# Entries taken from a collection

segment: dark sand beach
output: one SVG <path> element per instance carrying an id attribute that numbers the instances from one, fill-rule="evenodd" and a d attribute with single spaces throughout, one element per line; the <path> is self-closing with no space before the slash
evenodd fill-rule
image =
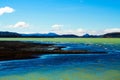
<path id="1" fill-rule="evenodd" d="M 62 50 L 64 47 L 48 43 L 0 41 L 0 60 L 30 59 L 43 54 L 106 54 L 103 51 Z"/>

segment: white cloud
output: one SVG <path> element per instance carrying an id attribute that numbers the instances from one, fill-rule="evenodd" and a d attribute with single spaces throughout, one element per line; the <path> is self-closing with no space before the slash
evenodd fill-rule
<path id="1" fill-rule="evenodd" d="M 11 8 L 11 7 L 8 7 L 8 6 L 2 7 L 2 8 L 0 8 L 0 15 L 3 15 L 5 13 L 12 13 L 14 11 L 15 10 L 13 8 Z"/>
<path id="2" fill-rule="evenodd" d="M 61 24 L 54 24 L 52 25 L 52 29 L 53 30 L 60 30 L 64 25 L 61 25 Z"/>
<path id="3" fill-rule="evenodd" d="M 120 32 L 120 28 L 105 29 L 103 32 L 104 33 Z"/>
<path id="4" fill-rule="evenodd" d="M 14 25 L 9 25 L 10 28 L 26 28 L 29 27 L 29 24 L 26 22 L 17 22 Z"/>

# SHORT EXERCISE
Please rewrite the rows as a numbered list, starting at the very first line and ending at the line that contains "43 54 L 106". Skip blank lines and omit the picture.

# WRITTEN ANSWER
1. segment: dark sand beach
2. output: one SVG <path> element per instance carrying an id attribute that numbers the instances from one, fill-rule="evenodd" and a d attribute with single spaces throughout, one element per line; the <path> is self-closing with no space before the slash
3. evenodd fill-rule
4. image =
5. <path id="1" fill-rule="evenodd" d="M 62 50 L 64 47 L 48 43 L 0 41 L 0 60 L 30 59 L 43 54 L 106 54 L 103 51 Z"/>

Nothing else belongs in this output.